Start of Block
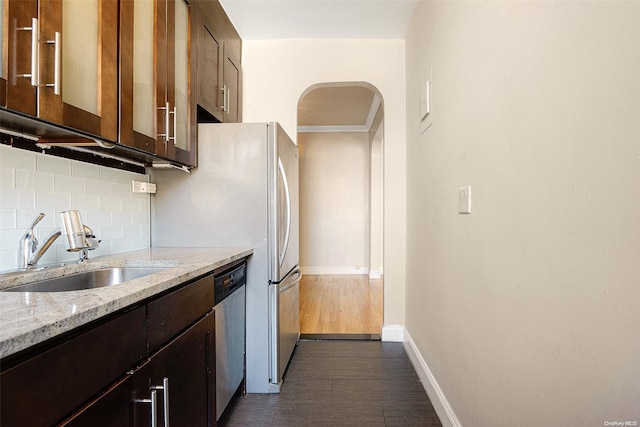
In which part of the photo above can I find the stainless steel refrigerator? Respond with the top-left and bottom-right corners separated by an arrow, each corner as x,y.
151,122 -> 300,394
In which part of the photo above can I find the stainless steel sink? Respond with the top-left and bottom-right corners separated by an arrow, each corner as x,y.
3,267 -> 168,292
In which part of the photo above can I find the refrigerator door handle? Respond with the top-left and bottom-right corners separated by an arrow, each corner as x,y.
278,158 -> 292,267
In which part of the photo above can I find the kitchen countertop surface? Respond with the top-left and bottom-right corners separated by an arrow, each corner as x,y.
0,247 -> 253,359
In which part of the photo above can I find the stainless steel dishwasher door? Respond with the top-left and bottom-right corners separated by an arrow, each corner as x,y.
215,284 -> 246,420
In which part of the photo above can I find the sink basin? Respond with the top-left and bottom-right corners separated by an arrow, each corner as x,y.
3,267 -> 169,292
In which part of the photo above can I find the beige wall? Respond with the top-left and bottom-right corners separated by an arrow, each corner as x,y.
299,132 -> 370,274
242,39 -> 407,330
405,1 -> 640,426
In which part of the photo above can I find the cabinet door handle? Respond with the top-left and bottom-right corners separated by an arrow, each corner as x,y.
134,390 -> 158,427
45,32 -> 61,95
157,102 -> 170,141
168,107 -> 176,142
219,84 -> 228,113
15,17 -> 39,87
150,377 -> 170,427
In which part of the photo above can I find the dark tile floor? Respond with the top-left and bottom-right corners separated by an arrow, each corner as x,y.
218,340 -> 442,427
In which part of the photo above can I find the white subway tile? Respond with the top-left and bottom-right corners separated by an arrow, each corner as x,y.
End of Block
*Directions for this task*.
Give back the full listing verbatim, skipping each picture.

*Your solution*.
In which part of the photo above can I find the stainless steel refrigerator? Respond with the top-left and bottom-right corners separated by an arrow, each corner as x,y.
151,122 -> 300,394
In which part of the photo above can I find the stainless steel sink? Respond with the top-left and bottom-right corners separated by an arrow, each corner as x,y.
3,267 -> 168,292
In which part of the photo above can I find the refrigerator door handle? Respond with the top-left and bottom-right corners separated by an arrow, each corner as x,y.
278,158 -> 292,267
In which part of the photo above can I find the kitchen countertop surface? Respond with the top-left and bottom-right corners separated by an arrow, each corner as x,y.
0,247 -> 253,359
In which part of the photo above can I find the stainless steel dishwasher door? Respond with the top-left and bottom-right corners separated by an arrow, each corner as x,y.
215,284 -> 246,420
In which part of the photo above can I find the sink basin? Respond with the top-left and bottom-right corners separated by an arrow, each corner as x,y.
3,267 -> 169,292
In which part of the photo above can I find the beige wall? Respond with the top-left and bottom-right corners separated by an arrow, each corner as x,y.
299,132 -> 370,274
242,39 -> 407,330
405,1 -> 640,426
In which part of the photo above can I find the cabinet door handle? Respond with the top-left and bottom-right corners separated by an arrow, each corner as x,y.
134,390 -> 158,427
45,32 -> 61,95
157,102 -> 170,141
168,107 -> 176,142
219,84 -> 228,113
15,17 -> 39,87
150,377 -> 170,427
In which part of the photo above can I find the dark tile floor? Respond with the top-left and bottom-right corners separated by an arrow, each corner as x,y.
218,340 -> 442,427
In which part of the photo above can I find the white subway tile? Respond with the top-left and bottom-right corners separated by an arrow, each corner as x,y.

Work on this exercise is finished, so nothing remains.